Can you reproduce the data beneath, keeping every line exact?

--------------------------------

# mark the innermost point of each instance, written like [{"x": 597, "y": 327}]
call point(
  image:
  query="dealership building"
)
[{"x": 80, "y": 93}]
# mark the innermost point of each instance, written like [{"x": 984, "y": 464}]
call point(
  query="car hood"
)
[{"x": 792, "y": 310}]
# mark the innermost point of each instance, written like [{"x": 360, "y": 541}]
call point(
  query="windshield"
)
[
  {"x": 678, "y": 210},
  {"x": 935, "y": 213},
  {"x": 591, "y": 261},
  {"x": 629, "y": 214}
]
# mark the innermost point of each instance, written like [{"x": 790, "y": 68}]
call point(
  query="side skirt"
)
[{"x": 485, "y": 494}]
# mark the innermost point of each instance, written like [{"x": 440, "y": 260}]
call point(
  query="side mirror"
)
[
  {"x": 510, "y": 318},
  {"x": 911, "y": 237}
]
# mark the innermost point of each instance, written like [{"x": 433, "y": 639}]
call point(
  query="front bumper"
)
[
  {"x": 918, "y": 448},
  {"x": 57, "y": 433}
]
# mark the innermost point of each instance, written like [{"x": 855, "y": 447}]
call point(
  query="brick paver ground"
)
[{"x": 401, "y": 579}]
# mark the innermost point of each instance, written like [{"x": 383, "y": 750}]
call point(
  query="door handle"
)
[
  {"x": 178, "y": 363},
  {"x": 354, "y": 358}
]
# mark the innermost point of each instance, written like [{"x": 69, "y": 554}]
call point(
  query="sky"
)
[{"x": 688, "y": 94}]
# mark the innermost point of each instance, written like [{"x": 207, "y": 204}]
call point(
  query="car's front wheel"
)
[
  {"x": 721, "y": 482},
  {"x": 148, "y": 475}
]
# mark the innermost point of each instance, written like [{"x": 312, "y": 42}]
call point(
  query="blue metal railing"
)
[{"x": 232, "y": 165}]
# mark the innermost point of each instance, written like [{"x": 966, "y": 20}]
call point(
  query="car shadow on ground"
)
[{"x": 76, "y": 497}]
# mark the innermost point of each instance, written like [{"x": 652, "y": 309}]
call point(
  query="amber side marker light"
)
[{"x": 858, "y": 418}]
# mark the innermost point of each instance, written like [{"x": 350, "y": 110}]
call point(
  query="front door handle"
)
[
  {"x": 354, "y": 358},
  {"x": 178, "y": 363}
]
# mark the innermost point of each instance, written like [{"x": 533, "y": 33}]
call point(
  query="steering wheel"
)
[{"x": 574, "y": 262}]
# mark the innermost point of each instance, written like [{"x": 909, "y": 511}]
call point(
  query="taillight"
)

--------------------------------

ANSWER SPACE |
# mark the innermost point of each instance, written like [{"x": 597, "y": 327}]
call point(
  image:
  query="dealership building"
)
[{"x": 80, "y": 93}]
# mark the innermost point of each instance, written like [{"x": 984, "y": 464}]
call point(
  query="car hood"
)
[{"x": 792, "y": 310}]
# mark the innermost point of each instance, written like [{"x": 360, "y": 541}]
call point(
  query="windshield"
)
[
  {"x": 678, "y": 210},
  {"x": 935, "y": 213},
  {"x": 591, "y": 261},
  {"x": 629, "y": 214}
]
# mark the innermost point of each instance, written like [{"x": 790, "y": 68}]
call point(
  query="side skirt"
)
[{"x": 485, "y": 494}]
# mark the innermost point of each instance, written like [{"x": 440, "y": 260}]
call point(
  query="side mirror"
)
[
  {"x": 510, "y": 318},
  {"x": 911, "y": 237}
]
# mark the innermost point of each instance, written like [{"x": 433, "y": 639}]
call point(
  query="front bumper"
)
[
  {"x": 918, "y": 448},
  {"x": 57, "y": 433}
]
# mark the innermost point of each instance, written like [{"x": 855, "y": 447}]
call point(
  query="brick paver ground"
)
[{"x": 401, "y": 579}]
# mark the innermost point of each instance, written like [{"x": 383, "y": 750}]
call point(
  query="door handle"
)
[
  {"x": 178, "y": 363},
  {"x": 354, "y": 358}
]
# mark the innermost point of each instance, written like [{"x": 69, "y": 554}]
call point(
  query="sky"
)
[{"x": 688, "y": 94}]
# mark the innermost point of each instance, written like [{"x": 207, "y": 204}]
call point(
  query="car's front wheel"
)
[
  {"x": 721, "y": 482},
  {"x": 148, "y": 475}
]
# mark the innermost point of each instance, written like [{"x": 312, "y": 42}]
call point(
  query="blue metal railing"
)
[{"x": 232, "y": 165}]
# mark the innermost point of each instance, written like [{"x": 966, "y": 20}]
call point(
  query="car shadow on ground"
)
[{"x": 76, "y": 497}]
# mark the innermost point of each instance, written like [{"x": 652, "y": 309}]
call point(
  query="amber side marker light"
)
[{"x": 858, "y": 418}]
# mark the innermost point of each instance, written like [{"x": 350, "y": 110}]
call point(
  query="front door handle"
)
[
  {"x": 354, "y": 358},
  {"x": 178, "y": 363}
]
# mark the innermost point of each instance, written like [{"x": 533, "y": 33}]
call point(
  query="steering wheel"
)
[{"x": 574, "y": 262}]
# mark the innermost point of each instance, written like [{"x": 909, "y": 511}]
call point(
  query="taillight"
)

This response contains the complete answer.